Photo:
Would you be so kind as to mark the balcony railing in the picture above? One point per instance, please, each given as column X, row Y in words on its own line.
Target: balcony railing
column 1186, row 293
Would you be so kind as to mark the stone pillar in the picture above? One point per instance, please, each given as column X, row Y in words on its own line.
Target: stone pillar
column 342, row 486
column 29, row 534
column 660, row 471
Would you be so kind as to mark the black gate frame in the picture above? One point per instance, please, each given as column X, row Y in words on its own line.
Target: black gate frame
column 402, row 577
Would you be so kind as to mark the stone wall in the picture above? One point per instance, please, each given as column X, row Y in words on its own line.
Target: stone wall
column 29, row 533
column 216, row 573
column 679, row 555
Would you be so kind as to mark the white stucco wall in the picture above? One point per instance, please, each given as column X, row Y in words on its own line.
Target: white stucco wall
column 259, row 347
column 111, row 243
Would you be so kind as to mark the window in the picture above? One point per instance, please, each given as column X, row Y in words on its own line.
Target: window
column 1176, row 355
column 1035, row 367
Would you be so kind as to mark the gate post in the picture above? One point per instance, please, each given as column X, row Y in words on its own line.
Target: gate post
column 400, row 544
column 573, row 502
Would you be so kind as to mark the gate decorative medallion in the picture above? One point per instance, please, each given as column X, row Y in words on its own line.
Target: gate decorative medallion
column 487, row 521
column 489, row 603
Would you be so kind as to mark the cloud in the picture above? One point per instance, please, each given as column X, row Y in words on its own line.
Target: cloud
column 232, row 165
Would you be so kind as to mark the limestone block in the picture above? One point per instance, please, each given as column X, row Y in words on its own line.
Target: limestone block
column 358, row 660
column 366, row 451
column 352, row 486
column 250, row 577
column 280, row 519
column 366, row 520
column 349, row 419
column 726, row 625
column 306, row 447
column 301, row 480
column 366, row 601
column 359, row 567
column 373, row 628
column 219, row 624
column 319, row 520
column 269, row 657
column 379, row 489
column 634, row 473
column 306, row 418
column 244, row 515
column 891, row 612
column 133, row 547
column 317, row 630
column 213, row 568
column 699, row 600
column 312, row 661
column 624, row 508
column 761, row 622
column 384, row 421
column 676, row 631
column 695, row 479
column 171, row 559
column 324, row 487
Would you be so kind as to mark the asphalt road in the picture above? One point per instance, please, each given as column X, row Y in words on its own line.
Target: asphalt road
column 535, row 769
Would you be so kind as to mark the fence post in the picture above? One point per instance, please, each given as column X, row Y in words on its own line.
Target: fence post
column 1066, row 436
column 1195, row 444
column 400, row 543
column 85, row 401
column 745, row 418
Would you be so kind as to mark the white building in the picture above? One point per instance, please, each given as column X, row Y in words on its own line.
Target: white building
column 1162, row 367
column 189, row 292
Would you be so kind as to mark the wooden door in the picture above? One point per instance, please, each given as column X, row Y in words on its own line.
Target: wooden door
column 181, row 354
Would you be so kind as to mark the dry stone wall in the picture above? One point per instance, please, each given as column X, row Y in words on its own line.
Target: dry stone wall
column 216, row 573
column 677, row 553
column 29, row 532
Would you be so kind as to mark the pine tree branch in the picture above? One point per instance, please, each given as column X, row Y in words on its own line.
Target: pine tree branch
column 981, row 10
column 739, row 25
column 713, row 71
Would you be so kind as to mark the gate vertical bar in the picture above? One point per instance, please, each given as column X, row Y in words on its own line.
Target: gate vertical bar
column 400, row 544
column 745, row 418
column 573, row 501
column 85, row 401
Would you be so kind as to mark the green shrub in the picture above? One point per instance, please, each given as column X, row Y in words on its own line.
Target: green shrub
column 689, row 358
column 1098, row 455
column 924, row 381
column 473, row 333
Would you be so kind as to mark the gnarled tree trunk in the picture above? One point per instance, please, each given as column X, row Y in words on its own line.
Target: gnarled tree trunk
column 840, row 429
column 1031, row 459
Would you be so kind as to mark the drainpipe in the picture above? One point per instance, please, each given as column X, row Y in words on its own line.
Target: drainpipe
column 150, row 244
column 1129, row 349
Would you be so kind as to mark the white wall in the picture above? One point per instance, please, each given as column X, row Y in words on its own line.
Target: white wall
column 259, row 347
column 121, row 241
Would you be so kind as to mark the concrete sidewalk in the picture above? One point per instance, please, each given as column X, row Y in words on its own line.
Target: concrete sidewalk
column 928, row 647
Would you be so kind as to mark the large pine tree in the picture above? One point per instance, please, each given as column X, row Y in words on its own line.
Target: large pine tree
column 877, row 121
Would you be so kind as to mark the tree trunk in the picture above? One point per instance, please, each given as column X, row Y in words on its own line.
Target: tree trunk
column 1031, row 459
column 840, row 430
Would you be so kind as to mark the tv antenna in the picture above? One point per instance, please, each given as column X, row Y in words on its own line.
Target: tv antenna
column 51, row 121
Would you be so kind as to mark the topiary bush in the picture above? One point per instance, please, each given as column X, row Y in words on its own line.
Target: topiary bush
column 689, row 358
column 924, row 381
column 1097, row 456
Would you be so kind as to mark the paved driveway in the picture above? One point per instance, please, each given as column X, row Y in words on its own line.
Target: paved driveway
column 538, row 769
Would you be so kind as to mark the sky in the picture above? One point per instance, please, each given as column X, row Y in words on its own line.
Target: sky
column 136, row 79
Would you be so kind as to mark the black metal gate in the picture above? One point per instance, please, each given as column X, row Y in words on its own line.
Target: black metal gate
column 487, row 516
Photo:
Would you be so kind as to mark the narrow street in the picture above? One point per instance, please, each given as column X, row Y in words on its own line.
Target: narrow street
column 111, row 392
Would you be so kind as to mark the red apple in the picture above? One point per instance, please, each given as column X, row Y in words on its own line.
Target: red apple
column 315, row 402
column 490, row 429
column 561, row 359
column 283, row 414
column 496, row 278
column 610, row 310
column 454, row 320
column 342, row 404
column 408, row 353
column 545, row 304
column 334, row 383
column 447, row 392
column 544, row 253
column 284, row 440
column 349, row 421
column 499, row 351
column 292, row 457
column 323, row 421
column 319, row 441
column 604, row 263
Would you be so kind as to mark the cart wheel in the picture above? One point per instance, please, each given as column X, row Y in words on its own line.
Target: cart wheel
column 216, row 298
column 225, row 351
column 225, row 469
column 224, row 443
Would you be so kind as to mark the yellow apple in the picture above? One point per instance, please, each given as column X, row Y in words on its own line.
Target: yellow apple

■ ■ ■ ■ ■ ■ ■

- DESCRIPTION OF THE TASK -
Turn the lines into a Markdown table with the columns No. and Line, numbering each line and leaving out blank ones. Begin at the line that contains "Would you be so kind as to mark the drainpipe" and stop after the line that contains "column 121, row 241".

- SOLUTION TO THE EXERCISE -
| No. | Line |
|---|---|
| 1 | Would you be so kind as to mark the drainpipe in the picture above? One point per instance, please, each given as column X, row Y in words on its own line. |
| 2 | Target: drainpipe |
| 3 | column 150, row 244 |
| 4 | column 1129, row 349 |
| 5 | Would you be so kind as to mark the white wall in the picture above? One point per instance, please, each given as column X, row Y in words on its own line. |
| 6 | Target: white wall |
| 7 | column 259, row 347 |
| 8 | column 121, row 241 |